Task goal: Reproduce every item below word for word, leaving out the pictures.

Given records:
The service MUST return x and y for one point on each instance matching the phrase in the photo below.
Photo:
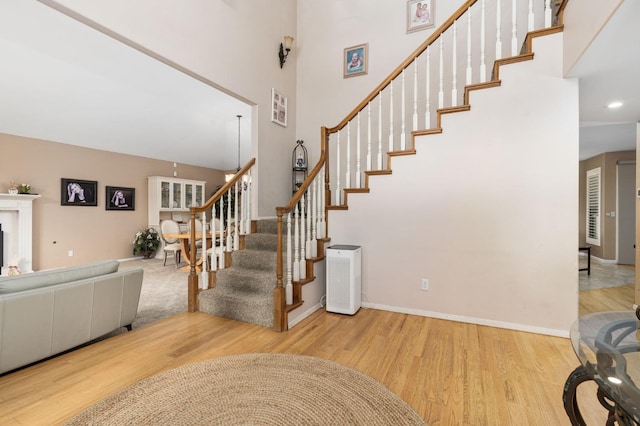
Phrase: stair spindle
(288, 289)
(483, 63)
(369, 153)
(296, 245)
(514, 29)
(302, 267)
(391, 116)
(403, 131)
(469, 67)
(498, 30)
(454, 65)
(358, 150)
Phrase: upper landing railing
(457, 56)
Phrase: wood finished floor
(450, 373)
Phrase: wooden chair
(171, 245)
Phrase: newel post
(192, 283)
(279, 314)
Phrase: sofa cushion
(11, 284)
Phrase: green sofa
(47, 312)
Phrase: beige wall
(93, 233)
(608, 162)
(496, 237)
(234, 44)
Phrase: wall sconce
(284, 49)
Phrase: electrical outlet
(424, 284)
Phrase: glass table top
(608, 346)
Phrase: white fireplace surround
(16, 216)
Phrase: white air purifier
(344, 279)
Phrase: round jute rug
(254, 389)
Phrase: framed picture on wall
(120, 198)
(278, 108)
(77, 192)
(420, 15)
(355, 60)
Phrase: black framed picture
(120, 198)
(77, 192)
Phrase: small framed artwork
(355, 60)
(278, 108)
(119, 198)
(76, 192)
(420, 15)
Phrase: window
(593, 206)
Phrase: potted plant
(146, 242)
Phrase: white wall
(486, 210)
(234, 44)
(583, 21)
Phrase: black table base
(570, 401)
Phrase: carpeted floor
(605, 275)
(262, 389)
(164, 290)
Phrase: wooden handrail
(412, 57)
(192, 291)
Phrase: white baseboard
(471, 320)
(304, 315)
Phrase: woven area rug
(256, 389)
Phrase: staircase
(244, 291)
(256, 287)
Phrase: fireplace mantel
(18, 231)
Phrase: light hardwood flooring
(451, 373)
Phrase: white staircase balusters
(369, 153)
(338, 187)
(403, 135)
(309, 215)
(483, 56)
(514, 29)
(203, 282)
(320, 230)
(222, 236)
(288, 287)
(347, 176)
(531, 17)
(441, 74)
(302, 267)
(498, 30)
(379, 131)
(391, 117)
(547, 13)
(454, 57)
(296, 244)
(415, 96)
(323, 204)
(427, 80)
(469, 67)
(358, 149)
(229, 237)
(236, 233)
(314, 221)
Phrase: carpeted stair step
(254, 308)
(247, 280)
(254, 259)
(268, 226)
(261, 242)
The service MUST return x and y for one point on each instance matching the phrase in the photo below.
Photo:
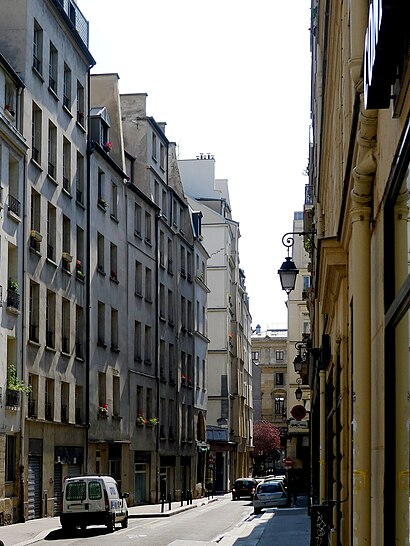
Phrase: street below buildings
(217, 521)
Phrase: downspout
(22, 459)
(401, 212)
(88, 277)
(157, 428)
(360, 213)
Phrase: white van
(92, 500)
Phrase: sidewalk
(22, 534)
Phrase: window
(65, 398)
(164, 204)
(36, 117)
(35, 213)
(65, 326)
(80, 104)
(162, 156)
(170, 256)
(183, 266)
(279, 405)
(51, 232)
(162, 359)
(138, 278)
(52, 68)
(114, 200)
(49, 400)
(113, 262)
(34, 311)
(154, 146)
(50, 319)
(11, 458)
(79, 332)
(67, 87)
(170, 307)
(78, 405)
(147, 227)
(101, 325)
(137, 341)
(37, 47)
(161, 249)
(148, 344)
(137, 220)
(148, 284)
(52, 150)
(116, 410)
(148, 404)
(100, 253)
(80, 179)
(67, 258)
(114, 329)
(66, 165)
(162, 301)
(102, 388)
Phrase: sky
(230, 78)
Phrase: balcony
(13, 300)
(32, 408)
(12, 398)
(14, 205)
(77, 19)
(48, 411)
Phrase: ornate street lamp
(298, 391)
(288, 270)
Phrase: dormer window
(100, 127)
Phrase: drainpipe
(358, 24)
(402, 375)
(361, 195)
(88, 277)
(157, 381)
(322, 436)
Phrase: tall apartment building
(13, 149)
(105, 323)
(270, 365)
(229, 421)
(297, 446)
(47, 44)
(359, 180)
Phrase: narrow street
(223, 521)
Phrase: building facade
(229, 415)
(359, 306)
(270, 358)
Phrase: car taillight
(107, 505)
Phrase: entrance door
(140, 483)
(34, 487)
(58, 487)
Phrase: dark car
(244, 487)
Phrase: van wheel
(110, 524)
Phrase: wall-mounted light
(288, 270)
(298, 391)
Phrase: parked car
(92, 500)
(270, 494)
(244, 487)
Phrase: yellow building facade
(360, 296)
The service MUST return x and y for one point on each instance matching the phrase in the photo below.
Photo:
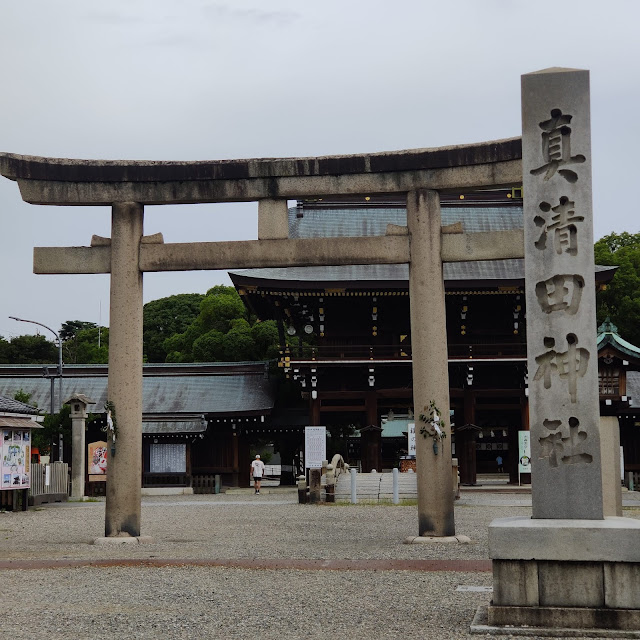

Written response:
The service MUST return x and y for one point on each instance matching the phrase in the photo below.
Photo:
Phrase: stair spindle
(288, 289)
(483, 63)
(369, 153)
(296, 245)
(514, 29)
(302, 267)
(391, 116)
(403, 131)
(469, 67)
(498, 30)
(454, 65)
(358, 150)
Phrase: upper landing railing
(457, 56)
Phrase: wood finished floor
(450, 373)
Phrase: wooden chair
(171, 245)
Phrase: newel post
(192, 283)
(279, 314)
Phrase: sofa cushion
(11, 284)
Phrase: green sofa
(47, 312)
Phrase: beige wall
(93, 233)
(608, 162)
(496, 237)
(234, 44)
Phrase: wall sconce
(284, 49)
Phrase: electrical outlet
(424, 284)
Phrase: glass table top
(608, 346)
Phrase: white fireplace surround
(16, 216)
Phrase: white air purifier
(344, 279)
Phrase: round jute rug
(254, 389)
Phrase: framed picture on wall
(120, 198)
(278, 108)
(77, 192)
(420, 15)
(355, 60)
Phrase: black framed picture
(120, 198)
(77, 192)
Phrase: small framed artwork
(355, 60)
(278, 108)
(119, 198)
(76, 192)
(420, 15)
Phrase: window
(593, 206)
Phrase: potted plant
(146, 242)
Phrase: white wall
(486, 210)
(234, 44)
(583, 21)
Phrase: black table base
(570, 401)
Phrase: carpeted floor
(605, 275)
(262, 389)
(164, 290)
Phrase: wooden handrail
(412, 57)
(192, 291)
Phrase: white baseboard
(471, 320)
(304, 315)
Phrase: woven area rug
(256, 389)
Phrase: staircase
(244, 291)
(256, 287)
Phrase: fireplace mantel
(18, 231)
Phrase: light hardwood flooring
(451, 373)
Phrase: white staircase balusters
(369, 153)
(338, 187)
(403, 135)
(309, 215)
(483, 56)
(514, 29)
(203, 282)
(320, 230)
(222, 236)
(288, 287)
(347, 176)
(531, 17)
(441, 74)
(302, 267)
(498, 30)
(379, 131)
(391, 117)
(547, 13)
(454, 57)
(296, 244)
(415, 96)
(323, 204)
(427, 80)
(469, 67)
(358, 149)
(229, 237)
(236, 233)
(314, 221)
Phrase: carpeted stair step
(254, 308)
(247, 280)
(254, 259)
(268, 226)
(261, 242)
The service MUST return x and y for one point on each instance matching the phrase in the photo below.
Photo:
Phrase: street below buildings
(217, 521)
Phrase: downspout
(22, 459)
(401, 212)
(88, 277)
(157, 428)
(360, 213)
Phrase: white van
(92, 500)
Phrase: sidewalk
(22, 534)
Phrase: window
(65, 398)
(164, 204)
(36, 117)
(35, 213)
(65, 326)
(80, 104)
(162, 156)
(170, 256)
(183, 266)
(279, 405)
(51, 232)
(162, 359)
(138, 278)
(52, 68)
(114, 200)
(49, 400)
(113, 262)
(34, 311)
(154, 146)
(50, 319)
(11, 458)
(79, 332)
(67, 87)
(170, 307)
(78, 405)
(147, 227)
(101, 325)
(137, 341)
(37, 47)
(161, 249)
(148, 344)
(137, 220)
(148, 284)
(52, 150)
(116, 410)
(148, 404)
(100, 253)
(80, 179)
(67, 258)
(114, 329)
(66, 165)
(162, 301)
(102, 388)
Phrase: sky
(230, 78)
Phrase: balcony
(13, 300)
(32, 408)
(12, 398)
(14, 205)
(77, 19)
(48, 411)
Phrase: ornate street lamp
(298, 391)
(288, 270)
Phrase: dormer window
(100, 127)
Phrase: drainpipe
(358, 24)
(402, 375)
(361, 195)
(88, 277)
(157, 381)
(322, 436)
Phrase: tall apartment building
(13, 149)
(105, 323)
(270, 365)
(229, 421)
(297, 446)
(47, 44)
(359, 180)
Phrase: narrow street
(223, 521)
Phrase: building facade
(229, 415)
(359, 306)
(270, 358)
Phrase: car taillight
(107, 505)
Phrase: entrance door
(140, 483)
(34, 487)
(58, 487)
Phrase: dark car
(244, 487)
Phrase: van wheel
(110, 524)
Phrase: wall-mounted light
(288, 270)
(298, 391)
Phrase: parked car
(92, 500)
(270, 494)
(244, 487)
Phrase: yellow building facade
(360, 296)
The service MUST return x and y for one point on each instance matching the phrase in the photo below.
Photo:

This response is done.